◆ EXERCISE ◆
Can you reproduce the items below, substituting "lane survey" for "lane-count record" wherever it occurs and leaving everything else unchanged?

########

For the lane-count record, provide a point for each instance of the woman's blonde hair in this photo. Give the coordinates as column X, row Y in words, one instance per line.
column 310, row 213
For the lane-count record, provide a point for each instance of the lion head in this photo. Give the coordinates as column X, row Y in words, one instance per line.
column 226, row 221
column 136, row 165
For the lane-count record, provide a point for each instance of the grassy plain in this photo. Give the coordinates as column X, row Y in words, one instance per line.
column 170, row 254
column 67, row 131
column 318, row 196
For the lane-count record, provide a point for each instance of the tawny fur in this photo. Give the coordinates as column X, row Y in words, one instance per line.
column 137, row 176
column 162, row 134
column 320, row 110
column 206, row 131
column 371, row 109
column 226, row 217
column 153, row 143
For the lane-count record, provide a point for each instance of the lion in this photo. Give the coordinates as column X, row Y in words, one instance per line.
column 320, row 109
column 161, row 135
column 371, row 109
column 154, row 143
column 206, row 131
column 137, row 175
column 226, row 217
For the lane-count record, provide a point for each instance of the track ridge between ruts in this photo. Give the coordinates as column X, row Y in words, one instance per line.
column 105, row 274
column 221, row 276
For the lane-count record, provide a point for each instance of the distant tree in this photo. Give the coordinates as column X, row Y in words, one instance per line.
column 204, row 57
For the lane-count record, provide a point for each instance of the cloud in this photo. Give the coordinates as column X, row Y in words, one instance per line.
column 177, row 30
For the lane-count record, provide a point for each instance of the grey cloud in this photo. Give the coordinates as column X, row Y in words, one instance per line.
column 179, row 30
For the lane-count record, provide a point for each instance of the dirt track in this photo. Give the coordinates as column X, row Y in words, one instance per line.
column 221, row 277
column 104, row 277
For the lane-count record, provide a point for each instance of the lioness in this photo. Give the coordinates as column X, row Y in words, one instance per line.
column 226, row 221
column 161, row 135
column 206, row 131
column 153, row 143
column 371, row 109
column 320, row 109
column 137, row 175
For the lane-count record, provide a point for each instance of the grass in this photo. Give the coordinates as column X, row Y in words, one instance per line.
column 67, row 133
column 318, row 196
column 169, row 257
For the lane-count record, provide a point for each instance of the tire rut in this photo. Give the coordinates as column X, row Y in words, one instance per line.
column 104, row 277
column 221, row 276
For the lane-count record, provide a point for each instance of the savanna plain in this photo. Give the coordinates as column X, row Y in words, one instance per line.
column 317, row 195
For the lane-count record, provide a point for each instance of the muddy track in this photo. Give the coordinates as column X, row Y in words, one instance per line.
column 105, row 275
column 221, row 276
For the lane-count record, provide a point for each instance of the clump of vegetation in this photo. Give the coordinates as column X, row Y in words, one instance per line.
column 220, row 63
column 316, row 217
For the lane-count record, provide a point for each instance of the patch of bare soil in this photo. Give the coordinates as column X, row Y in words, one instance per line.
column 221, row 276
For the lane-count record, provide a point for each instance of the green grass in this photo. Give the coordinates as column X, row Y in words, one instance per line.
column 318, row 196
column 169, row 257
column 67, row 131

########

◆ OUTPUT FOR THIS TASK ◆
For the lane survey, provide a point for each instance of the woman's blonde hair in this photo. Give the coordinates as column X, row Y in words, one instance per line.
column 310, row 213
For the lane survey, provide a point for each instance of the lion head in this photo. Give the coordinates as column X, row Y in words, one instance per line.
column 226, row 221
column 136, row 165
For the lane survey, provide a point for each instance of the grassy plain in this photo. Give the coordinates as column X, row Y in words, one instance per line.
column 170, row 254
column 67, row 131
column 318, row 196
For the lane survey, provide a point for each instance of the tawny fur in this photo. Give the coordinates as column X, row Y in words, one instance per line.
column 137, row 176
column 162, row 134
column 320, row 110
column 206, row 131
column 371, row 109
column 226, row 217
column 153, row 143
For the lane survey, provide a point for each instance of the lion in this photo. Give the coordinates as column X, row Y in words, one instance per line.
column 320, row 109
column 161, row 135
column 371, row 109
column 154, row 143
column 206, row 131
column 137, row 175
column 226, row 217
For the lane survey, provide a point for each instance of the track ridge between ruts in this photo. Give the coordinates as column X, row Y in words, one instance per line.
column 105, row 274
column 221, row 276
For the lane survey, provide a point for each instance of the distant tree in this photo. Give the coordinates as column X, row Y in words, one instance per line.
column 204, row 57
For the lane survey, provide a point for each instance of the cloud in this photo. Give the coordinates as column X, row Y in words, one instance per line.
column 177, row 30
For the lane survey, provide a point for each instance of the grey cloud in this photo. Give the coordinates as column X, row Y in words, one instance per line.
column 179, row 30
For the lane survey, provide a point for each instance of the dirt track in this photo. Give the coordinates as column X, row Y in words, one instance per line.
column 221, row 277
column 104, row 277
For the lane survey, provide a point for each instance of the lioness in this photo. Give the coordinates as column X, row Y in words, one instance per line.
column 226, row 221
column 161, row 135
column 206, row 131
column 153, row 143
column 371, row 109
column 320, row 109
column 137, row 175
For the lane survey, provide a point for each instance of the grass in this photo. Give the coordinates as column X, row Y in words, one instance per line.
column 67, row 133
column 318, row 196
column 169, row 257
For the lane survey, provide a point for each instance of the tire rut in this photo. Give the coordinates as column X, row Y in words, one instance per line.
column 104, row 277
column 221, row 276
For the lane survey, provide a point for each instance of the savanna plain in this photo. Give the coordinates as column X, row Y in words, one instance per line.
column 317, row 195
For the lane survey, provide a point for each instance of the muddy track in this photo. Give the coordinates as column X, row Y in words, one instance per line.
column 105, row 275
column 221, row 276
For the lane survey, provide a point for each instance of the clump of vegetation in this photo. Give the coordinates as column X, row Y in words, one instance per line.
column 220, row 63
column 316, row 217
For the lane survey, provide a point for each instance of the patch of bare soil in this photo. Give the coordinates as column X, row Y in words, one instance per line.
column 221, row 276
For the lane survey, provide a point for each instance of the green grass in this photo. Give the coordinates as column X, row Y in words, one instance per line.
column 318, row 196
column 169, row 257
column 67, row 131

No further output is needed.